_SOURCE PASSAGE_:
Alabama football: The Nick Saban Coaching Reclamation Project strikes oil
This was bound to happen.
And yet, it was impossible to see coming on Dec. 31, 2018.
Steve Sarkisian rang in 2019 finding himself unemployed, having just been fired from his offensive coordinator position with the Atlanta Falcons. His second stint on the bread line after a much-publicized departure from Southern Cal, Sarkisian was officially branded “damaged goods” and seemingly headed for football purgatory.
Enter Nick Saban.
The Alabama coach didn’t necessarily need Sarkisian in 2019, already holding the keys to a football Ferrari in the form of Tua Tagovailoa. The most vocal of Crimson Tide punditry didn’t think Sark belonged in Tuscaloosa, either, bemoaning his hire as offensive coordinator as Saban just trying to reclaim another cast-off coach.

_SUPPLIED DATA_:

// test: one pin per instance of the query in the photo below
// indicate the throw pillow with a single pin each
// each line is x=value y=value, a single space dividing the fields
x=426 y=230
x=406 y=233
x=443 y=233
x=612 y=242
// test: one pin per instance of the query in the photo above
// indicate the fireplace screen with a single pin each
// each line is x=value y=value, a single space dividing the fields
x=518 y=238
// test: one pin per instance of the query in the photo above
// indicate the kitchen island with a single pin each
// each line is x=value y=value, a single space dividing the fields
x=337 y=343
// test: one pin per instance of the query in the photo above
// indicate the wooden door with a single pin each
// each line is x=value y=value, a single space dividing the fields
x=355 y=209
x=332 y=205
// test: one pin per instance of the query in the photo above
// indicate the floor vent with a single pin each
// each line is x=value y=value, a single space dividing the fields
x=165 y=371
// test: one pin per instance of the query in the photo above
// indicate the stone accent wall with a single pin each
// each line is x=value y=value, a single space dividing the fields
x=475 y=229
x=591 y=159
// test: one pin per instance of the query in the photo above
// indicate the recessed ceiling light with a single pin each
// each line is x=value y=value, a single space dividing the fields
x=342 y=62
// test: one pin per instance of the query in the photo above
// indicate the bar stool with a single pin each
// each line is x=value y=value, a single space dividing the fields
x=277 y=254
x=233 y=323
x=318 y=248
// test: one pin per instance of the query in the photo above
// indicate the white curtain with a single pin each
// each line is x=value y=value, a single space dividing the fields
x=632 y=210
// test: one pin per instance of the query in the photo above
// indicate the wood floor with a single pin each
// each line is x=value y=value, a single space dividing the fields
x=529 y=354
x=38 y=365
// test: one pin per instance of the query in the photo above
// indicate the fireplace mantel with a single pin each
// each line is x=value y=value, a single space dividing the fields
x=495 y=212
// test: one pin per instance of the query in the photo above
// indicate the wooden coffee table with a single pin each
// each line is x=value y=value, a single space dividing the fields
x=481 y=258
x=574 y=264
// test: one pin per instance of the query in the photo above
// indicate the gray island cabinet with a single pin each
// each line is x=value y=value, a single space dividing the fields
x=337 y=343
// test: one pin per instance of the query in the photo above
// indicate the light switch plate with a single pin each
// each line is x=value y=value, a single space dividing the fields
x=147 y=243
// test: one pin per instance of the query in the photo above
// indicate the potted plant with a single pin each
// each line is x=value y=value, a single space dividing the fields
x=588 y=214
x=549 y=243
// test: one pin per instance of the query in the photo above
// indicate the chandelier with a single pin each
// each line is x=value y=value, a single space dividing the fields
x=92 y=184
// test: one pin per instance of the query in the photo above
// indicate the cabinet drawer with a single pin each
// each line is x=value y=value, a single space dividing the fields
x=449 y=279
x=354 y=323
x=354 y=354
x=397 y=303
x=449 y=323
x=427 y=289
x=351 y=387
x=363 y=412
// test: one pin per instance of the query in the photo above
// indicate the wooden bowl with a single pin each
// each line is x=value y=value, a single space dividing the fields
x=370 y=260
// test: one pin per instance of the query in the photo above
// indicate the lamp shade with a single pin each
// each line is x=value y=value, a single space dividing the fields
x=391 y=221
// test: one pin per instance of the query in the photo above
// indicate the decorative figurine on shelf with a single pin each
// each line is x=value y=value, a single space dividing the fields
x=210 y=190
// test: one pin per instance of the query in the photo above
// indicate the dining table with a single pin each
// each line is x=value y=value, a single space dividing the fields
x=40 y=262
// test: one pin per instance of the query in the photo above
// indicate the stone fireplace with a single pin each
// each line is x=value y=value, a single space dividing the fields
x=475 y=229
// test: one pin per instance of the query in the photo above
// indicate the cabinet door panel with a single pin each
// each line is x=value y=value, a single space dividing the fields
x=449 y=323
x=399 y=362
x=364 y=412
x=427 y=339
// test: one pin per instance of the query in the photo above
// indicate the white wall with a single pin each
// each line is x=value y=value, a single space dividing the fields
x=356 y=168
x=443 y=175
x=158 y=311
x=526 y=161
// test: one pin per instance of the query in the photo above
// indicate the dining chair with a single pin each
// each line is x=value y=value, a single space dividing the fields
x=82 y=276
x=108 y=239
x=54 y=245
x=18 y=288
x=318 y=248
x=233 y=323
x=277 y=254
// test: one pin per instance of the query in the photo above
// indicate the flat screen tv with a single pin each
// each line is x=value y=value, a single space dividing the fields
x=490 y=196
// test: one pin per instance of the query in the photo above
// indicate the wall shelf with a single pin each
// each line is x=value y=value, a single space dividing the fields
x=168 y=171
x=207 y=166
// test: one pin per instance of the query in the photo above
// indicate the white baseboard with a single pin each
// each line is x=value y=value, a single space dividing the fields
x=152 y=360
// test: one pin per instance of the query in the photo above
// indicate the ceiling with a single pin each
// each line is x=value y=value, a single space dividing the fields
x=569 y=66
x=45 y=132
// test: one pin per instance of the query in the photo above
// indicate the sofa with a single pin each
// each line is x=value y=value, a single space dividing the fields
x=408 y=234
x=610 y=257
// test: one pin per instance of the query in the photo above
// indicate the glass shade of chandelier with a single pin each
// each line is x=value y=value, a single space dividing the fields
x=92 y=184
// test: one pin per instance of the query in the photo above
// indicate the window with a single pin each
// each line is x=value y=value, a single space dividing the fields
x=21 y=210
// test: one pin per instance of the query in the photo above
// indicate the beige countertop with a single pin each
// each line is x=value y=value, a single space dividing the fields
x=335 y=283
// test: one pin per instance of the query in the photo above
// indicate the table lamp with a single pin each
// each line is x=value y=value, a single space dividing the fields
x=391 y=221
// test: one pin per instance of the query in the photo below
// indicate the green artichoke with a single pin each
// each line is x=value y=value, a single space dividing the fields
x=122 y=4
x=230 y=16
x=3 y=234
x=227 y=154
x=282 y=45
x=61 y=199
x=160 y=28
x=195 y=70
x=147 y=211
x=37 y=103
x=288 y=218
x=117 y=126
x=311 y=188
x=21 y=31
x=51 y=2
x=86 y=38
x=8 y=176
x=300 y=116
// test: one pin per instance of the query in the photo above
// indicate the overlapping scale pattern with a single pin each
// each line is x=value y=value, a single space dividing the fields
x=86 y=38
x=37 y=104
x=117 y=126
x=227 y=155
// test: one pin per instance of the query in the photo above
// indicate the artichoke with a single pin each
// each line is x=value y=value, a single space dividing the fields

_EXERCISE REQUIREMENTS_:
A. Collect every line in the rows above that contains the string "wall", matching its case exactly.
B. Extend the article on Nick Saban hiring Steve Sarkisian at Alabama, beginning right after its final sentence.

_RESPONSES IN ORDER_:
A.
// indicate the stone accent wall with a single pin each
// indicate the white wall with a single pin each
// indicate the wall shelf with a single pin each

B.
Flash forward to Saturday, when Texas shockingly fired Tom Herman after 4 years and a 32-18 record in Austin — but a disappointing 7-3 stint in 2020. Observers firing up their “you don’t fire Herman without knowing who you’re going after” tweets barely got their thumbs going before news started breaking that Sarkisian was in line to become Texas’ 31st HBC.
The Nick Saban Coaching Reclamation Project had struck again, this time tapping an oil well’s worth of money and talent.
Unlike the turnaround job Saban performed with Lane Kiffin, the Sarkisian Scheme happened in 2 parts. Saban snapped Sark off the scrap heap in September 2016 — about a year after Sarkisian flamed out at USC in a pile of alcohol-related issues that dated to when he was at Washington. Saban welcomed Sark to join the small army of “analysts” in the Mal M. Moore Athletic Facility, honing his craft in the shadows behind Kiffin and alongside former Tennessee coach Butch Jones.
When Kiffin bolted to Florida Atlantic in the middle of Alabama’s quest to win 2016 College Football Playoff, Saban let Kiffin go a game early promoted Sark to dial up the offense against Clemson. The Tide fell just short that night, losing 35-31 in Miami, but Sarkisian performed well enough to get the Atlanta Falcons OC gig soon after.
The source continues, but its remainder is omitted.